[[ Exercise data, beginning ]]

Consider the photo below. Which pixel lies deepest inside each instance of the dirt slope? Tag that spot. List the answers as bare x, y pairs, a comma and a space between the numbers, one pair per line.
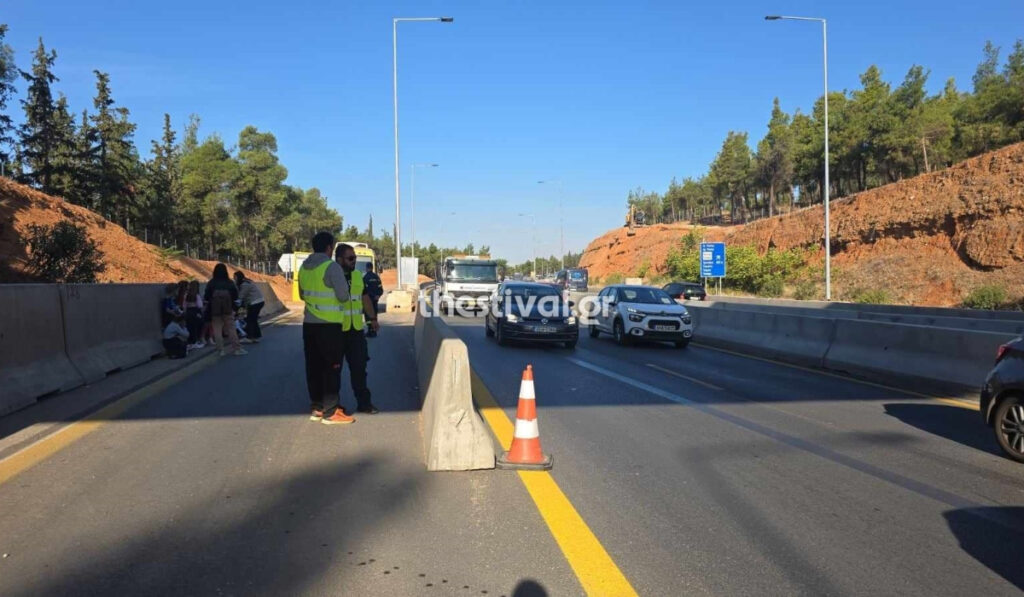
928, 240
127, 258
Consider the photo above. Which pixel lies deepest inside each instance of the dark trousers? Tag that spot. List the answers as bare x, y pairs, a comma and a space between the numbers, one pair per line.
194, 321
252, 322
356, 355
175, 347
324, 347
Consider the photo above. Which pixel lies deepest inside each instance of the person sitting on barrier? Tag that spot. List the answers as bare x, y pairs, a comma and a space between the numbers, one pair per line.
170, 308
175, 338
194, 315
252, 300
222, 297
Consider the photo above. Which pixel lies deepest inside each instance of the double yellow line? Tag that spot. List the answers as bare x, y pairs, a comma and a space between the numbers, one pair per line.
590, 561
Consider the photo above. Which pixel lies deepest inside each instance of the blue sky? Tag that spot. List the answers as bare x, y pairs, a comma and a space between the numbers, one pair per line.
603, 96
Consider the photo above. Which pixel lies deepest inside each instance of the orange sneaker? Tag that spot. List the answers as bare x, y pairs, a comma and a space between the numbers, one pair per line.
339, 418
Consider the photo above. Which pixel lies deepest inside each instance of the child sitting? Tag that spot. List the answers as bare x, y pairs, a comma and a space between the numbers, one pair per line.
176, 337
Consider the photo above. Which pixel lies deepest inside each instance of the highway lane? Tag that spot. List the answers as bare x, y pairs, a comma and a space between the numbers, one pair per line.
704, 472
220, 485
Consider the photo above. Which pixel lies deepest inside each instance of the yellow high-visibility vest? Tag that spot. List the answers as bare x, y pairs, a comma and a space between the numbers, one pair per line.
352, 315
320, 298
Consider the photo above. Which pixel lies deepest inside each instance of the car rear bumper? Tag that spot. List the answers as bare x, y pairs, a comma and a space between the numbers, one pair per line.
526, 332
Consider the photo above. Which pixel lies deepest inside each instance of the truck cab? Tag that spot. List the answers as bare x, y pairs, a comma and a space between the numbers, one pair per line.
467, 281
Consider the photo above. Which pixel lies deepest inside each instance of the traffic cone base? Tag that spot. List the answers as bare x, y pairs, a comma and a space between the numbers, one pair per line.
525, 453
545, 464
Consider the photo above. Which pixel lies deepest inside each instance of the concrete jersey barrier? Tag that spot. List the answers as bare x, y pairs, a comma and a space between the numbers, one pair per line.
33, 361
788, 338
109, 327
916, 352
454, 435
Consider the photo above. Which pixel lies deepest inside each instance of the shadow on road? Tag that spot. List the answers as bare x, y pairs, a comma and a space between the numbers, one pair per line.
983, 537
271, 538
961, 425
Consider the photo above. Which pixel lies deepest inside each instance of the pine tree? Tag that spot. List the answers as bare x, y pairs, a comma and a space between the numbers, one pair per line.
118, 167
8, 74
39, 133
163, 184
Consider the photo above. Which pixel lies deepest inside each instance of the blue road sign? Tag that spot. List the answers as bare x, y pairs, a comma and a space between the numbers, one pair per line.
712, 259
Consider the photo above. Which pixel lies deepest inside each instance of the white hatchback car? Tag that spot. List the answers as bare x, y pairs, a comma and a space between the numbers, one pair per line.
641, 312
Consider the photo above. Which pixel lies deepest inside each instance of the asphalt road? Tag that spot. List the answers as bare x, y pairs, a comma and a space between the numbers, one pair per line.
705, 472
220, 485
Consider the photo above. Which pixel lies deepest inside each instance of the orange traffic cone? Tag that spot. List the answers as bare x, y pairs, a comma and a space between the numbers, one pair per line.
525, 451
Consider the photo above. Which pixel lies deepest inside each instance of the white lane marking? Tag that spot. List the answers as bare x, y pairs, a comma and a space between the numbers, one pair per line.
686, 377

[[ Exercise data, end ]]

Assigned task:
Copy every line of the records exactly as it is written, but not the pictures.

Written solution:
Consider the photo below. Which pixel lies deepest inside each instance of the dirt slope? Tag that spot. List the answers as bare x, y pairs, a comma and a space between the numbers, one pair per line.
928, 240
127, 258
Consider the photo above. Which pixel lies deepest inside each instance of the dark trousers? Tag that spot. List the answers as bare x, y pairs, a comma and a space between the numbers, one pair per line.
194, 321
252, 322
356, 355
175, 347
324, 347
Consider the photo above. Which pixel lies deepest inside each instance of the person sitting on barrier? Tag that spot. List the answers as bare x, y pairs, a comma and a space between the numbers, one pair per line.
170, 308
175, 338
194, 315
252, 300
222, 297
Consider the photo above. Which pixel lies deepest inside each instance of the double yellow line? Tag that spot. List the answers as bare x, y pairs, a comma and a space between the numbers, one pair per line.
590, 561
Consider the photo above. Which pixel lies deepest inside each instance of the blue sky? Tag that spot. List the answers as bare x, y pairs, a comma and a space between the numbers, one pair per line.
603, 96
Consider the photo above. Which pixel lies deepest inside each instance of the orange sneaker? Tag that spot. List the answers as bare x, y pairs, a comma and a space between the numbers, one pair per line.
339, 418
Consider the photo above. Which pixel lies deepest inside each instance of the child sitting? Tag that spot. List the answers as bare x, y pairs, a comma and a space between the numbers, one pair per line.
176, 337
Consider the photo above. Which pixel lies deepest inside each instance of the highway lane? Tag that spot. List the answers as bare x, y pairs, a comma and a space between the numbers, one pair per line.
704, 472
220, 485
Consider the photo above. Which pixel lies deepest inside each instance of the yellow high-visibility vest? Tag that spot. List the answers as bare x, y pairs, a comma and a space between the numbers, one pair per line.
352, 315
320, 298
Consider the photo above. Which pixel lies deepest inside each instance of the car rear bumper? Tag that spot. List the answers as bare x, y pairs, a comma and a space between the numbers, one pair per line.
526, 332
Consider the photo above. Which pixel lies deepest inside each instance of the truck cab? Tag that spot. List the answers as bare x, y pairs, a comma and a space between the numbers, one pair per line.
467, 281
Consider the photo above. Which pixel lies deepest inside each instance of the traffic cone base? Tag that spot. List the answers as bare x, y pairs, a comma and a space between the numbers, one pair per line.
525, 453
545, 464
Consider the photo above. Which pixel lies deepest inside each instance of the concrete jersey barrier? Tag that spot. List the answers as bare x, y pairs, a comma and a space between the numbers, one pair per line.
33, 361
788, 338
109, 327
916, 352
454, 435
Consider the photo above. Which pixel lies deepest inside each instance of the shadow on road? Tag that spot. List the answers as bare x, y pairs, a comma and a space between the numbers, one pair per line.
983, 537
271, 538
961, 425
Consider the photo above. Which pixel lies deepest inside each instance of the pine tree? Tag that spot. List the answers as bare x, y pairs, a comma and a space between the numbers, one pair per line.
118, 167
8, 74
39, 133
163, 184
Consider the photo above. Which pixel lies deepest inside each instance of the blue road sign? Tag that spot. List the answers as bare x, y pairs, a comma and a space between the numbers, one pair per line.
712, 259
Consider the photo above. Which pixel lies deepest inside each instance of the white hatchback car? Tag that spot. List the answers as bare x, y pairs, a comma and a space between the numbers, one pair per line.
641, 312
Consider the photo above. Which pixel lies deepest inside each instance of the asphalt road? Tag that spot. List the answers as bare x, y pairs, a comma and a space between the numbers, one pair per line.
705, 472
220, 485
Consider the photo above. Which pixel lies deepest inside each instance of the orange traffic cone? Tag that spot. List the answers as bare x, y pairs, a comma and a space between the numbers, one pair per line.
525, 451
Consider the photo above. Which pixel lies deepest inside each instance of the white lane marking? Tag that spot. List the answers as bare x, y pairs, a comma and a space between the numbers, one pair per line.
686, 377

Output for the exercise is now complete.